__SELECTED PASSAGE__
How to use to find files recursively?
Asked Answered
A

28

1026

I would like to list all files recursively in a directory. I currently have a directory structure like this:

  • src/main.c
  • src/dir/file1.c
  • src/another-dir/file2.c
  • src/another-dir/nested/files/file3.c

I've tried to do the following:

from glob import glob

glob(os.path.join('src','*.c'))

But this will only get be files directly in the src subfolder, e.g. I get main.c but I will not get file1.c, file2.c etc.

from glob import glob

glob(os.path.join('src','*.c'))
glob(os.path.join('src','*','*.c'))
glob(os.path.join('src','*','*','*.c'))
glob(os.path.join('src','*','*','*','*.c'))

But this is obviously limited and clunky, how can I do this properly?

Alica answered 2/2, 2010 at 18:19 Comment(1)
doesn't glob('src/**/*.c') work in this case?Zebrass
T
1804

There are a couple of ways:

pathlib.Path().rglob()

Use pathlib.Path().rglob() from the pathlib module, which was introduced in Python 3.5.

__ACTION ITEM A__
Write out the entries from their first line through the line containing "box: [29, 15, 37, 33]", copying each line exactly as it appears.

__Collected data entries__
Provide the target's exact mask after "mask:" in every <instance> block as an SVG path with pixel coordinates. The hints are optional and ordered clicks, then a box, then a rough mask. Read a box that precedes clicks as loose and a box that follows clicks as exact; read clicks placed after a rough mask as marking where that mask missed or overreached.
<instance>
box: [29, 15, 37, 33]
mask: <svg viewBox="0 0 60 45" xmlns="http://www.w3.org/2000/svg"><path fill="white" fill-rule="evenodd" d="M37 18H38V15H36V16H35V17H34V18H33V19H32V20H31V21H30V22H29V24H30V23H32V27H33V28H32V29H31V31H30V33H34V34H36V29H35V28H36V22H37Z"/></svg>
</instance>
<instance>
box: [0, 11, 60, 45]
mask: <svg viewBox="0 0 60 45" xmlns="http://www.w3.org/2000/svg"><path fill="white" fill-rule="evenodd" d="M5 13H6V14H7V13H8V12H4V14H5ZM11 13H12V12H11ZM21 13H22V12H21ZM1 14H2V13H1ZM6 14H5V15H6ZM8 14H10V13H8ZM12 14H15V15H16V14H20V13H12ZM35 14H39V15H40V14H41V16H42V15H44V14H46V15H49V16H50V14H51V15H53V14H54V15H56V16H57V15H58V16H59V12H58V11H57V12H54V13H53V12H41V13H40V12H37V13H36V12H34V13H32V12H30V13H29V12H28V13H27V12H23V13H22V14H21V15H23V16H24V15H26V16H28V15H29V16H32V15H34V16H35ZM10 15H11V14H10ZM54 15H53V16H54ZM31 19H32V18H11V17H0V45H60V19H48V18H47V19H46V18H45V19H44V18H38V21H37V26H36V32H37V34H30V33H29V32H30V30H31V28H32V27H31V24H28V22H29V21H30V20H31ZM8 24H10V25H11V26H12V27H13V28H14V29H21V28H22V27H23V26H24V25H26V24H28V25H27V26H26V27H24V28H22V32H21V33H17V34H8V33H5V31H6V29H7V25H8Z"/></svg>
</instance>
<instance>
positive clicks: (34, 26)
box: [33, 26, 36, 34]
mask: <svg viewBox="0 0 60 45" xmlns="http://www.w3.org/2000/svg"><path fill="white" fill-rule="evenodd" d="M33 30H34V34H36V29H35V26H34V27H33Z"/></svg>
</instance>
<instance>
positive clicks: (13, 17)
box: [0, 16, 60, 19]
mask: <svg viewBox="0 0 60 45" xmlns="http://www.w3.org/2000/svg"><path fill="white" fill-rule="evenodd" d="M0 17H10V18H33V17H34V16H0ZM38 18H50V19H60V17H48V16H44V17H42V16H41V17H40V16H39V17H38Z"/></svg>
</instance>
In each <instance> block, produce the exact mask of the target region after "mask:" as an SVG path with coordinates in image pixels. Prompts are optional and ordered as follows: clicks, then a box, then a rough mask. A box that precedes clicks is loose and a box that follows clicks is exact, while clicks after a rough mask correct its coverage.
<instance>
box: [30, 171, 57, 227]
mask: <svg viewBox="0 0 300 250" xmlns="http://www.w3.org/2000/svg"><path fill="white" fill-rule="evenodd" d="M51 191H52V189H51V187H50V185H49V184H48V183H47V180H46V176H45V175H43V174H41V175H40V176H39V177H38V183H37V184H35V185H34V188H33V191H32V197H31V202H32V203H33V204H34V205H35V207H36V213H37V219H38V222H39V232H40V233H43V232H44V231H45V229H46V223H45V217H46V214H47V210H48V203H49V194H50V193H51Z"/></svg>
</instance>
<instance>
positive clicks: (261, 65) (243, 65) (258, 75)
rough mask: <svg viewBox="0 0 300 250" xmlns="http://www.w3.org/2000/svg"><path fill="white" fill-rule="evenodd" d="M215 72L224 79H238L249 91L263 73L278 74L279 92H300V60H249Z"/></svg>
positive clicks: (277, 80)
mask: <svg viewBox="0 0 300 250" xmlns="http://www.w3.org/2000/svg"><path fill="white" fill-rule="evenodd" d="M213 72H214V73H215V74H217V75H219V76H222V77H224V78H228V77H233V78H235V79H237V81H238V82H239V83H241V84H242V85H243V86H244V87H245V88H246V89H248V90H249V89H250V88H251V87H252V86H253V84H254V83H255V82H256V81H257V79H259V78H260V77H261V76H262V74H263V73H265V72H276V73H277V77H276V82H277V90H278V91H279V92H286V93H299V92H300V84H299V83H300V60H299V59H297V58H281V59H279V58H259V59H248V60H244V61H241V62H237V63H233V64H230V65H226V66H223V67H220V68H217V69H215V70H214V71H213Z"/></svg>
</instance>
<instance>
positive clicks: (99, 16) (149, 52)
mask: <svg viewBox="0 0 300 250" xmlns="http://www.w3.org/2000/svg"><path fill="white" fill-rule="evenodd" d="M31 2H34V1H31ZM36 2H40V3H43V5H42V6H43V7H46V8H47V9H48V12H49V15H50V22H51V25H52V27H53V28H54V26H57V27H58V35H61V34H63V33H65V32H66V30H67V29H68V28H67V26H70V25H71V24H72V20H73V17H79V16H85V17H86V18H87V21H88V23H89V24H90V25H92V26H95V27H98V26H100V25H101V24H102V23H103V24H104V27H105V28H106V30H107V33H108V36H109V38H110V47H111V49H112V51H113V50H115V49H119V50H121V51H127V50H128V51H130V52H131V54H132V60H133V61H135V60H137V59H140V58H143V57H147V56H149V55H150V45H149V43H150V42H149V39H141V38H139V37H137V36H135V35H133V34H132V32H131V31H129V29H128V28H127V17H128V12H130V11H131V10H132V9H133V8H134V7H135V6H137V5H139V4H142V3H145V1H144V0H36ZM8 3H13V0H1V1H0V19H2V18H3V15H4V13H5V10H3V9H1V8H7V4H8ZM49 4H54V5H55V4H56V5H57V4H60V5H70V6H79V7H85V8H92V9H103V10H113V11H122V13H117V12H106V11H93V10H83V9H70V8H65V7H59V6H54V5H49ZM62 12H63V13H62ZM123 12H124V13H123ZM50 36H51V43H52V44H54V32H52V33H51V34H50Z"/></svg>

__ACTION ITEM B__
Reproduce the passage of the thread on listing files recursively from "But this will" to "do this properly?", word for word.

__ANSWER AREA A__
Provide the target's exact mask after "mask:" in every <instance> block as an SVG path with pixel coordinates. The hints are optional and ordered clicks, then a box, then a rough mask. Read a box that precedes clicks as loose and a box that follows clicks as exact; read clicks placed after a rough mask as marking where that mask missed or overreached.
<instance>
box: [29, 15, 37, 33]

__ANSWER AREA B__
But this will only get be files directly in the src subfolder, e.g. I get main.c but I will not get file1.c, file2.c etc.

from glob import glob

glob(os.path.join('src','*.c'))
glob(os.path.join('src','*','*.c'))
glob(os.path.join('src','*','*','*.c'))
glob(os.path.join('src','*','*','*','*.c'))

But this is obviously limited and clunky, how can I do this properly?